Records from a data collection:
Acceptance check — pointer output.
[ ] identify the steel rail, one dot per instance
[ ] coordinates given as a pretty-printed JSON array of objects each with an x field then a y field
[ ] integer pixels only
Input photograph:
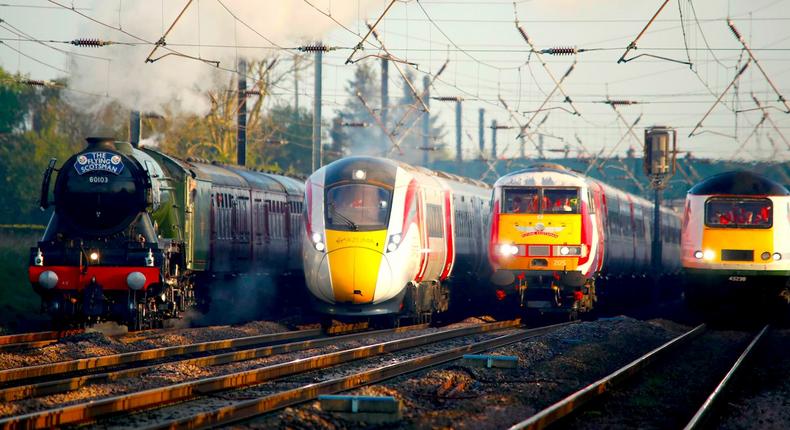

*WHAT YOU HAVE TO DO*: Reproduce the rows above with "dot" replaced by "point" and all other text unchanged. Omit the pictures from your answer.

*SOLUTION FOR THIS EXERCISE*:
Acceptance check — pointer output.
[ ] identify the steel rail, one point per instance
[ ] coordinates given as a pretty-printed JSON array of objects each with an x field then a y field
[ ] integer pixels only
Input photograph:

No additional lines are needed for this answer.